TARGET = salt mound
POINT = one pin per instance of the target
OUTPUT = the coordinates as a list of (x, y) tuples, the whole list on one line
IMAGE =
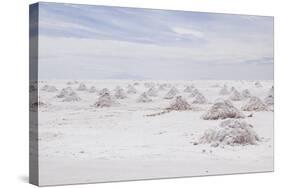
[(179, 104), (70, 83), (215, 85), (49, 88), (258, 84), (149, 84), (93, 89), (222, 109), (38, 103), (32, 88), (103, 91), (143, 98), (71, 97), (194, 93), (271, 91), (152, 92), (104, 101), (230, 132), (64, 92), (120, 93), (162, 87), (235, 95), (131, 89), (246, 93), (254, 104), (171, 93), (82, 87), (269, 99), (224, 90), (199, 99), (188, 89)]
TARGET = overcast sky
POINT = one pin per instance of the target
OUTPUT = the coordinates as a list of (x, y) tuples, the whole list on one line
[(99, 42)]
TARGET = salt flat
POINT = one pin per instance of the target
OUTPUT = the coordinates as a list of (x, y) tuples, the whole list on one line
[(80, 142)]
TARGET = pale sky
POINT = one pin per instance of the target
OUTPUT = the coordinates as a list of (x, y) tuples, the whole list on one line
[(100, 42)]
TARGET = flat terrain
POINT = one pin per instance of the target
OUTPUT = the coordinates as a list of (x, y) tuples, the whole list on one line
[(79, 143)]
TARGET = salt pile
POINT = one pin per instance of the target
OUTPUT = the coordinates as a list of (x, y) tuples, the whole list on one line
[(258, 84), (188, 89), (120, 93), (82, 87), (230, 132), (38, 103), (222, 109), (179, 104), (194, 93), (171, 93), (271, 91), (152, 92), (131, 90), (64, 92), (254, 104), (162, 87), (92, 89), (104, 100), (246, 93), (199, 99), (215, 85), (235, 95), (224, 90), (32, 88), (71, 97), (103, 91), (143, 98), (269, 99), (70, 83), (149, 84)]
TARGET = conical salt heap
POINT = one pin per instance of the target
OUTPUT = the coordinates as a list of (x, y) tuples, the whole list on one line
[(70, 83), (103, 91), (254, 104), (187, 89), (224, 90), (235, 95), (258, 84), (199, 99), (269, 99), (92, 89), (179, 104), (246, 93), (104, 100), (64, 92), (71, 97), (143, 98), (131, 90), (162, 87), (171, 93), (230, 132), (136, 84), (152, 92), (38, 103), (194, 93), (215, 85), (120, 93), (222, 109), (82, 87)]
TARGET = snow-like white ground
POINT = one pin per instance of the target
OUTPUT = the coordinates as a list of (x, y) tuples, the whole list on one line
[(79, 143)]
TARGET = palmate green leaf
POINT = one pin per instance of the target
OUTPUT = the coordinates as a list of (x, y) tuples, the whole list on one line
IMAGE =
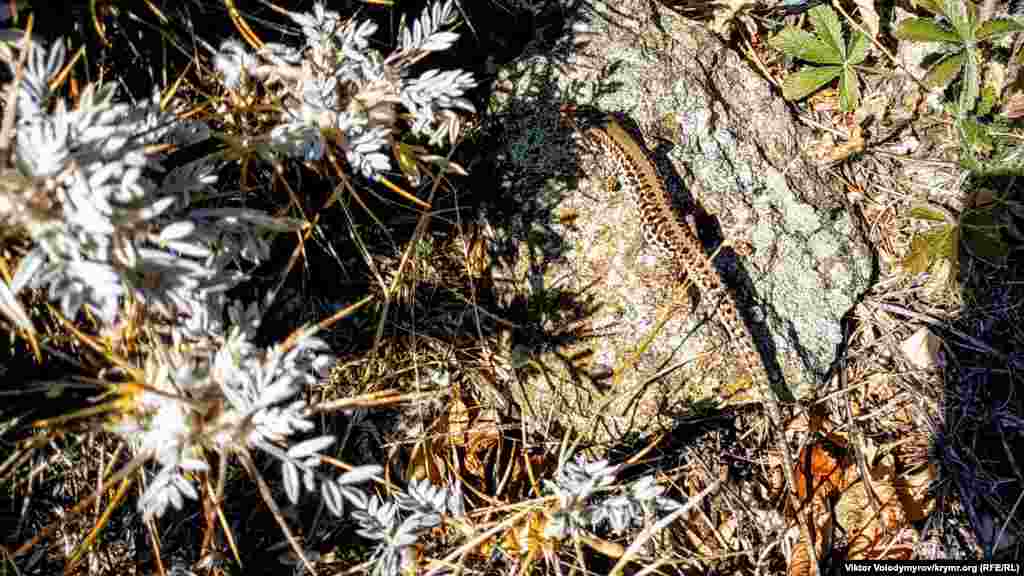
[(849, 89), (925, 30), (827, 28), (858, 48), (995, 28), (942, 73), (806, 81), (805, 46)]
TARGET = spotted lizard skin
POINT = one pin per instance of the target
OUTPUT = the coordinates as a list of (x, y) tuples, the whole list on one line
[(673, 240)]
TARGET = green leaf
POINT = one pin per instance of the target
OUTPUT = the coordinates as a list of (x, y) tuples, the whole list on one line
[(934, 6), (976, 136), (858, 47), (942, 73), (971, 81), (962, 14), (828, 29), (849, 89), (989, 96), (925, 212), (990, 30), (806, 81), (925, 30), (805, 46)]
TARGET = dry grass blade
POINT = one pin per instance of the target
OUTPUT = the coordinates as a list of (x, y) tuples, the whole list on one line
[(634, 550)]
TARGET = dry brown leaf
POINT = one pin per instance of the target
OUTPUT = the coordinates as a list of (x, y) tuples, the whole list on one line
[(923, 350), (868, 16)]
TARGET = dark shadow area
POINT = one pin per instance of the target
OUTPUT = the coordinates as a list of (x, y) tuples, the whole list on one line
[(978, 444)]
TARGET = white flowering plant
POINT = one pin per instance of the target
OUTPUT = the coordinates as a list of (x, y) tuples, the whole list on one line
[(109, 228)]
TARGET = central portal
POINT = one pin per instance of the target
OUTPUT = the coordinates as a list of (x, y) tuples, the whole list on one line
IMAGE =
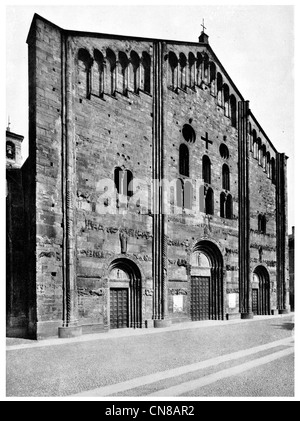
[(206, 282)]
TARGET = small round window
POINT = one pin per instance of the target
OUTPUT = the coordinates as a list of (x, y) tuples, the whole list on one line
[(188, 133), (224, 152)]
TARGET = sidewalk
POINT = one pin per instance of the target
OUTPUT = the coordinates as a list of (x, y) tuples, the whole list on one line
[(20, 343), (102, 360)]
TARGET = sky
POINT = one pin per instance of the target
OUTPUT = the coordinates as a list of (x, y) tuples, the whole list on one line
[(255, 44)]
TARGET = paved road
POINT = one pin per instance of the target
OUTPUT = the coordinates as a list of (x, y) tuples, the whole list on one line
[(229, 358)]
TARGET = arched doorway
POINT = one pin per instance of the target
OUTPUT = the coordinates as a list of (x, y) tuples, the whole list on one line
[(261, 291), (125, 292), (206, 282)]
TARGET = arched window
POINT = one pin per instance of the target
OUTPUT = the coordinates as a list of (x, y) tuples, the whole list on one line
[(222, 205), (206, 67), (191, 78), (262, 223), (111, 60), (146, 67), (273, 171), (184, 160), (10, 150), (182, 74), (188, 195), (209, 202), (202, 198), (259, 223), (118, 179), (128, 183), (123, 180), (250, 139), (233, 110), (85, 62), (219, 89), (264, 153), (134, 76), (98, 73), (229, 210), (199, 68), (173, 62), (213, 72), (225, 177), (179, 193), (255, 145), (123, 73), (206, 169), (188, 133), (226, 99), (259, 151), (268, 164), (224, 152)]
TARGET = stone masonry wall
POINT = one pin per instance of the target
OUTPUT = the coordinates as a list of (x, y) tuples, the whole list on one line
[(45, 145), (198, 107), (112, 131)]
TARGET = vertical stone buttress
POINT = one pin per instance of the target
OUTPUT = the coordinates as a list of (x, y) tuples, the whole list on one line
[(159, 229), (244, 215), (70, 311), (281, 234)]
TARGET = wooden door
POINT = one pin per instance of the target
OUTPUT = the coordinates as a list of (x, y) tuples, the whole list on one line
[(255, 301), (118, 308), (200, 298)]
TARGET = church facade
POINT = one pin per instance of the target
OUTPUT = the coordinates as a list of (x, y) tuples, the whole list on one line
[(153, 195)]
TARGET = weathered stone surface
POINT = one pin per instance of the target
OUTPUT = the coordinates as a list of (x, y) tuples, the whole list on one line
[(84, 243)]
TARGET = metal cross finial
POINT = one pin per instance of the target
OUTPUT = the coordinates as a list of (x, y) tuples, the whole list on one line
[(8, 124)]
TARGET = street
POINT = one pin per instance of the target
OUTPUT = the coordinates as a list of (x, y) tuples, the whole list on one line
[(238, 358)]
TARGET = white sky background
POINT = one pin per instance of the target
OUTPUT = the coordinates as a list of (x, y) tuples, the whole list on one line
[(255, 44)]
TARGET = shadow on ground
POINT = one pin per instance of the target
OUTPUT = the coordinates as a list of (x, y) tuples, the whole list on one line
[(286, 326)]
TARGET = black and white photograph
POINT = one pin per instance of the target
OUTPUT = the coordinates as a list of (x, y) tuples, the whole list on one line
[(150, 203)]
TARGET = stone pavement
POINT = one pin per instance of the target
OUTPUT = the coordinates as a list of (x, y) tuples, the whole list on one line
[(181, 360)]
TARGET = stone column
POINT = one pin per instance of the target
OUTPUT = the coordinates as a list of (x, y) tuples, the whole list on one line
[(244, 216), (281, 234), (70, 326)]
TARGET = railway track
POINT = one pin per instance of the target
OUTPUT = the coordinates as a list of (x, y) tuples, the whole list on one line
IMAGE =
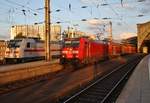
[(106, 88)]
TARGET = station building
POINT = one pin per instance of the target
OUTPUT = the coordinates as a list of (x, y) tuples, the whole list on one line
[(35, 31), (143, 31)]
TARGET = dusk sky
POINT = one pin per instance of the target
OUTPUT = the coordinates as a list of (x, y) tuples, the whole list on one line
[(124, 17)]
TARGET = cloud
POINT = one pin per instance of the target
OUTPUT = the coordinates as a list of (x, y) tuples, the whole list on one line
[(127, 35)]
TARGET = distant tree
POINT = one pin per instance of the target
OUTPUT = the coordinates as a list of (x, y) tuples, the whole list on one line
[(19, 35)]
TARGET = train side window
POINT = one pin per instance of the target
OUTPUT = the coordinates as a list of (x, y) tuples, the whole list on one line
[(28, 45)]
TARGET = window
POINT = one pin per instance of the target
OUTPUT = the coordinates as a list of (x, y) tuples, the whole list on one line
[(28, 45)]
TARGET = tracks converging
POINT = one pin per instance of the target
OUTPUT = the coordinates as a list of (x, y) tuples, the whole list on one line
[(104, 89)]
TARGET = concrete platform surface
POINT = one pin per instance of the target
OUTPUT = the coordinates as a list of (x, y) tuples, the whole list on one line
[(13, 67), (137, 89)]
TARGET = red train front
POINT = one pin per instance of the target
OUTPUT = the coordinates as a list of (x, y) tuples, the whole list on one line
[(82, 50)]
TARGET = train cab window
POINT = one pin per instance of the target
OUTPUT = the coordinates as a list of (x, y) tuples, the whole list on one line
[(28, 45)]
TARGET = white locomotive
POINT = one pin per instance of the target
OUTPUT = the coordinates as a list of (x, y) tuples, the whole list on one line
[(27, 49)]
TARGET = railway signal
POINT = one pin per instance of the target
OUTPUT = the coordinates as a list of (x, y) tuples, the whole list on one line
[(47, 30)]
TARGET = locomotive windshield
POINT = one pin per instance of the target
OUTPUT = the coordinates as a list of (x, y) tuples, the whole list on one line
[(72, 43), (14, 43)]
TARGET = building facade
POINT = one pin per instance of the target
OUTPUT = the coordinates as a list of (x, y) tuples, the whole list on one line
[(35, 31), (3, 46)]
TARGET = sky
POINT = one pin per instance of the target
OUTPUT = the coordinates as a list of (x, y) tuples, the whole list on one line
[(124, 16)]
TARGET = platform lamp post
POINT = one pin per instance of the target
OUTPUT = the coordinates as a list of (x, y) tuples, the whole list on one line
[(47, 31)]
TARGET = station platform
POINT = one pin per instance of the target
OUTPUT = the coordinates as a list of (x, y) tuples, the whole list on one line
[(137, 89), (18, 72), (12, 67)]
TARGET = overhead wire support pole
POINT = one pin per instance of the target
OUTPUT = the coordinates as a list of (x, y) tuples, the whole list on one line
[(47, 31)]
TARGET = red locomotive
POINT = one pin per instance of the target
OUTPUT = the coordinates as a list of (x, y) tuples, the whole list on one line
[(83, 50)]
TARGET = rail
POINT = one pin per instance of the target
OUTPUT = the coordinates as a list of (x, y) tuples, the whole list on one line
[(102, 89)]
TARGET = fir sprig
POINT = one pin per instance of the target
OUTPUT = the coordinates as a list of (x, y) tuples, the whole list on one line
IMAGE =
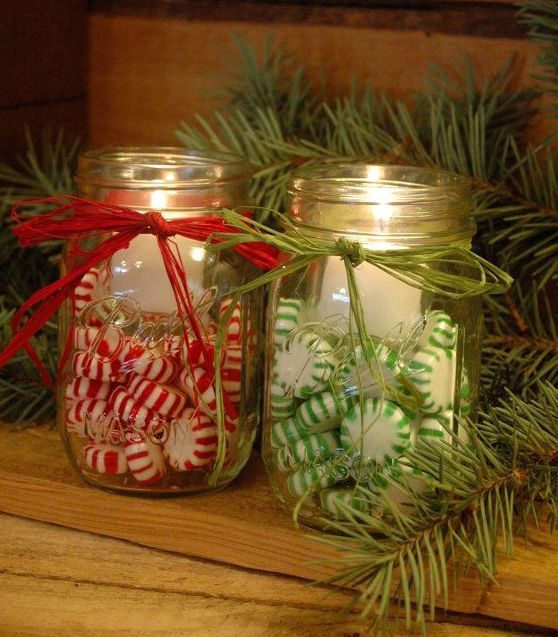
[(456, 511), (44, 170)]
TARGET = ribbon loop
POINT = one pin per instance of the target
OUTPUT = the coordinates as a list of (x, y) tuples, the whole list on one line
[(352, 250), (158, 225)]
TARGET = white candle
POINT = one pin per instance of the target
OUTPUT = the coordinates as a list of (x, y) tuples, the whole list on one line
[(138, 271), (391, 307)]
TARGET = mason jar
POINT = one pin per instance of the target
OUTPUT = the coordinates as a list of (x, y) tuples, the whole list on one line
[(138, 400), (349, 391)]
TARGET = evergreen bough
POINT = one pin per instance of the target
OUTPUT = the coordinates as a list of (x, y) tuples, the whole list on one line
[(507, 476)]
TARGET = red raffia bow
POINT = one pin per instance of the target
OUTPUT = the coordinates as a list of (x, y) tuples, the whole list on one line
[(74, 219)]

= = = = = = =

**Exercise details**
If a line in the material above contains "railway", show that line.

**Expected output**
TARGET = railway track
TARGET = railway signal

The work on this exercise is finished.